What does the data read, word for word, from the line containing "Expected content: patio" through its final line? Give those lines only.

Phrase grounding data
--------------------------------
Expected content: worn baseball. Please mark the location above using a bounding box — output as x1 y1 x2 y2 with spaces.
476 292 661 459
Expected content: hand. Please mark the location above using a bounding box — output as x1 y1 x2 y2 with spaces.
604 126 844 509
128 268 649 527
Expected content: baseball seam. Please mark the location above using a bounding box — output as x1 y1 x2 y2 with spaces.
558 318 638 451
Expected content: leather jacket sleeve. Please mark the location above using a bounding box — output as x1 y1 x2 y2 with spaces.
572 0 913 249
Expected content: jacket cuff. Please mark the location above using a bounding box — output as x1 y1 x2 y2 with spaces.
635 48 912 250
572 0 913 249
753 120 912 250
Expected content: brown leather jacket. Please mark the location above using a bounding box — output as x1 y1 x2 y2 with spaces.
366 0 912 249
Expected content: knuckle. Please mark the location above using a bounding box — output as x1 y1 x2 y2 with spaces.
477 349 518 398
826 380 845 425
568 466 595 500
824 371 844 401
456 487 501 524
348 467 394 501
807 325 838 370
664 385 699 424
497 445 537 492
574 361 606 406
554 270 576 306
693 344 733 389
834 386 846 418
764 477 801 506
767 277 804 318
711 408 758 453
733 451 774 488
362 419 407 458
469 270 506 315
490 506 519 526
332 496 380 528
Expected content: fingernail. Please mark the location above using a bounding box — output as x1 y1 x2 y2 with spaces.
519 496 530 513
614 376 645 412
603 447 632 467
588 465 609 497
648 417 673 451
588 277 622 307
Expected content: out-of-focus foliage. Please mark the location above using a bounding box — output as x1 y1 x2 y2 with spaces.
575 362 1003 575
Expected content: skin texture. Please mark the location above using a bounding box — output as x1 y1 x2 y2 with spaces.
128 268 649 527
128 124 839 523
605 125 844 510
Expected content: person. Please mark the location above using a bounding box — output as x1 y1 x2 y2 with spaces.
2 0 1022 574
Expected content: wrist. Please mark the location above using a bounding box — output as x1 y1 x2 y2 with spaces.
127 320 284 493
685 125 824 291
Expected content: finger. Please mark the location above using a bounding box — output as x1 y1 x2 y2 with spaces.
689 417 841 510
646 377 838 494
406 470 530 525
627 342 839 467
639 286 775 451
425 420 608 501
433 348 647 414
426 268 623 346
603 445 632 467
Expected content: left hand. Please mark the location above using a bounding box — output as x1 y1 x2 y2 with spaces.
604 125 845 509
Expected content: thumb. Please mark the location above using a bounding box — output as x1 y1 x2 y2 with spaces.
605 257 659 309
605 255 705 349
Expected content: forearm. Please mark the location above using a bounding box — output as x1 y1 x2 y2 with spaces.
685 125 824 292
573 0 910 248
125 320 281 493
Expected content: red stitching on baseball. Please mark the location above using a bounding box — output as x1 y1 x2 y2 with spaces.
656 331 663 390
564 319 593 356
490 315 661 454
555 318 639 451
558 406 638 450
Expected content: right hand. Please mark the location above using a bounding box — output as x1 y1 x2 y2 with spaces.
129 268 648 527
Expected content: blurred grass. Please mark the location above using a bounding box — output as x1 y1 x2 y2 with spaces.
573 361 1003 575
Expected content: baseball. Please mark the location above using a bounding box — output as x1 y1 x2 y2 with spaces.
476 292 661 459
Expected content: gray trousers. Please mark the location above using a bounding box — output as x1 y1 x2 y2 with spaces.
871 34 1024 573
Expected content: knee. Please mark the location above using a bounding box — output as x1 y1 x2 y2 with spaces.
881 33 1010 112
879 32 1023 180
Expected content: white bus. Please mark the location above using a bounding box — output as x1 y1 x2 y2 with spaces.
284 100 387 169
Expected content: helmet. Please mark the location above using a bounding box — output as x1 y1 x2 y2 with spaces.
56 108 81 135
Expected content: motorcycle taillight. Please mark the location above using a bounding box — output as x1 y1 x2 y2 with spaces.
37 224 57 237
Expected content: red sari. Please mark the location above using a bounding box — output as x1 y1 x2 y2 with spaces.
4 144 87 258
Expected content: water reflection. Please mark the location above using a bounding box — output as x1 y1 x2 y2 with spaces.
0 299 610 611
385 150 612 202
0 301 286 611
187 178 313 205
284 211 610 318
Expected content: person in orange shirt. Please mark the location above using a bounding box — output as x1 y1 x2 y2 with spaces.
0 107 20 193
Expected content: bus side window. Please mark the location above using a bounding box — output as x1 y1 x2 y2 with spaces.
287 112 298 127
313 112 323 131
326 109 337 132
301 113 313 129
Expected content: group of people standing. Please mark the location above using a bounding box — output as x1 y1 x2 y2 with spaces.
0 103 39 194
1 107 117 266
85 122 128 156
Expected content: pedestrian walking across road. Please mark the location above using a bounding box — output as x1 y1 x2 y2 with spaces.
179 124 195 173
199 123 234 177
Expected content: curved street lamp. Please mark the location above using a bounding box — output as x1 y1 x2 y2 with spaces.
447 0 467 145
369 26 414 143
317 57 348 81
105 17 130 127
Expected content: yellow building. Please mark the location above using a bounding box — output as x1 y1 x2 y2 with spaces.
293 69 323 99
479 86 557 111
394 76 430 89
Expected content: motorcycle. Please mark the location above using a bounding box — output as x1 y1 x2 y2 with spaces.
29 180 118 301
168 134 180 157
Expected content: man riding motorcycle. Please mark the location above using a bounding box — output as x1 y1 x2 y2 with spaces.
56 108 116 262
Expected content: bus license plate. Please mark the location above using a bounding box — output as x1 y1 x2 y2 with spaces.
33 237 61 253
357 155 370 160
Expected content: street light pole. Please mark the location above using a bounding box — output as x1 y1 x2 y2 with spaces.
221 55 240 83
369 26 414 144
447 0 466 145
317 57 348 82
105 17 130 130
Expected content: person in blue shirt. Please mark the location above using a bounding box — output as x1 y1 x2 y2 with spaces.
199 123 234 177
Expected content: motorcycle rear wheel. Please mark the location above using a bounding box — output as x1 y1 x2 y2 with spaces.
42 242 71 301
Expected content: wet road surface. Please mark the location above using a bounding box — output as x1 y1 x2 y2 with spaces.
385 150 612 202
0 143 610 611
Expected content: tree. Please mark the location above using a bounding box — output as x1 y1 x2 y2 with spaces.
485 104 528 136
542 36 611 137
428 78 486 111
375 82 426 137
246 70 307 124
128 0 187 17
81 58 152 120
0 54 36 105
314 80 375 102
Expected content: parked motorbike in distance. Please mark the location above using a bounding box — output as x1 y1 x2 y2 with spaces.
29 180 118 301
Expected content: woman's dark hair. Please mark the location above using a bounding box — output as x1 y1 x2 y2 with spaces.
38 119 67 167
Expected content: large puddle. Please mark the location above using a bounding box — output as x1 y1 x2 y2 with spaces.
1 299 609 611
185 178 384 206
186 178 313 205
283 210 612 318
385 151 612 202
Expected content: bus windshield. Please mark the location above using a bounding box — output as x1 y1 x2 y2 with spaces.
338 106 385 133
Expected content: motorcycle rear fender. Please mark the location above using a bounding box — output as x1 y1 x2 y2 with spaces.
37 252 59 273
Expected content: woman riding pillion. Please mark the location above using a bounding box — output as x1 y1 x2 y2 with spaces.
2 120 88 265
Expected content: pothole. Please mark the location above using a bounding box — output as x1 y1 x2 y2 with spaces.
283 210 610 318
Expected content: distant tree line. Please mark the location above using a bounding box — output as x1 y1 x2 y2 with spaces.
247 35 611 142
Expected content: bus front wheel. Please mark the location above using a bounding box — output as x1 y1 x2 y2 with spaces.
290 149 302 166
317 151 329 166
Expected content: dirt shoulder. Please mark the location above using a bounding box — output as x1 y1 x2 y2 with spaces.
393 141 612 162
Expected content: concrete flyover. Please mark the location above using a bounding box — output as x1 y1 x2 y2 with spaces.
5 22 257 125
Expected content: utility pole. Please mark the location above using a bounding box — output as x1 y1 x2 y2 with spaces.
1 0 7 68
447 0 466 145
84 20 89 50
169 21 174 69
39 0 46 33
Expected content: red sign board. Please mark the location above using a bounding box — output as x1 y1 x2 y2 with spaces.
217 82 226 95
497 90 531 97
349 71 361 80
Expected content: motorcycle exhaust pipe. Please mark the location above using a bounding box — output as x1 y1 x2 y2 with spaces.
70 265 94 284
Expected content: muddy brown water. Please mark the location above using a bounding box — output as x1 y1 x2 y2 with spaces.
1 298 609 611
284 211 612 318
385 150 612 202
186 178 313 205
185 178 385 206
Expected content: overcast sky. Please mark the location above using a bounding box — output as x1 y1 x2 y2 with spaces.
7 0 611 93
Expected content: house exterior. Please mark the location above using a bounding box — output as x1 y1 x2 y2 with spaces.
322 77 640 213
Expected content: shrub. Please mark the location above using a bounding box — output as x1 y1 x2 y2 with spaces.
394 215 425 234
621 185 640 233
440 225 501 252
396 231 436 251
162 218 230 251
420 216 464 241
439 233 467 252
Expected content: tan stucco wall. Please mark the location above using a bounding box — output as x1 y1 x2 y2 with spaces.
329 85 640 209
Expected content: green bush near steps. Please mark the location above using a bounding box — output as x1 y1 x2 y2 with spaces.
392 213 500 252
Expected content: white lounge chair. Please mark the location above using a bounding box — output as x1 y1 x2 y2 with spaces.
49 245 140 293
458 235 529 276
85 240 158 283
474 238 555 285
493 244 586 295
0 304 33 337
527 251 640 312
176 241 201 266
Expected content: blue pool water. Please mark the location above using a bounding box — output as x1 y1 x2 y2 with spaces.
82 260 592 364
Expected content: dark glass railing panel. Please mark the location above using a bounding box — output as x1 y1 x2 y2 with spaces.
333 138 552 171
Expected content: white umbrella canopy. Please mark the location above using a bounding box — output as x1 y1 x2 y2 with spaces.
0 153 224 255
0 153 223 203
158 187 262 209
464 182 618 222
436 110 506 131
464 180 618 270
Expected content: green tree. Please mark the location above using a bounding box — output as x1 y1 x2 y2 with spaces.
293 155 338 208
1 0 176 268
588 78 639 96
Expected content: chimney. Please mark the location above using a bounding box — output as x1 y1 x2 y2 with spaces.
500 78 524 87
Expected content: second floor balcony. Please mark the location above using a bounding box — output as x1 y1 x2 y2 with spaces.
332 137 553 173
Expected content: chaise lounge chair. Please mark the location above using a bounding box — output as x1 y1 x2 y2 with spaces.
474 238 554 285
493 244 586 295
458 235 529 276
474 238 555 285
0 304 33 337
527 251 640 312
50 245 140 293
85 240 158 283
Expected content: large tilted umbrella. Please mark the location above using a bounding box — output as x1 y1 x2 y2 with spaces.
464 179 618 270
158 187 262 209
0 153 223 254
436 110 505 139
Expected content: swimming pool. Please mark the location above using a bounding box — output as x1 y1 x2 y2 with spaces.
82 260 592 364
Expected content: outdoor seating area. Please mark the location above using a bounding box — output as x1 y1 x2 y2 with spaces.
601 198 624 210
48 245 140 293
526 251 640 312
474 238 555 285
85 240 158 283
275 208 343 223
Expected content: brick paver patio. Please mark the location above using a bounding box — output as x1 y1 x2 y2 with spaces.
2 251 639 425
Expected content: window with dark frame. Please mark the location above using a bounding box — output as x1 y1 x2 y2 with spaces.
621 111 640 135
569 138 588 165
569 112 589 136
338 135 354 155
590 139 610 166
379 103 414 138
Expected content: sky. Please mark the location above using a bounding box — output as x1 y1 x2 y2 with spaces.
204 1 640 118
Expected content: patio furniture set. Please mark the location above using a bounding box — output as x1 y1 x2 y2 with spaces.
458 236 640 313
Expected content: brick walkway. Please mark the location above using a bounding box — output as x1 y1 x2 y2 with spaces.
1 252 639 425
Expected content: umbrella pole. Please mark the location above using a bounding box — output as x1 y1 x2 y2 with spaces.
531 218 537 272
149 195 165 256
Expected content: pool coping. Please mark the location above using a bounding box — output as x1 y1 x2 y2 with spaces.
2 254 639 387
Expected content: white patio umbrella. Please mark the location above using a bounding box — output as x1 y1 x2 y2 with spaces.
--------------------------------
## [Answer to this exercise]
Expected content: patio furniture set. Please mark the location above using a bounding box — output as x1 y1 x2 y2 with spaces.
458 236 640 313
Expected content: brick walkway. Please mark the location above using a bounding box — output as x1 y1 x2 y2 with spaces.
1 252 639 425
Expected content: umbrella pole. Please mark the location above using a bounding box — output as x1 y1 x2 y2 with spaces.
531 218 537 272
149 195 165 256
Expected content: pool coping. Please mark the location above using a bounding box — output as x1 y1 x2 y2 with spaces.
2 254 639 387
Expected content: white patio umbrella. Please mark the location above using a bounding box — output as x1 y1 x2 y2 with spaces.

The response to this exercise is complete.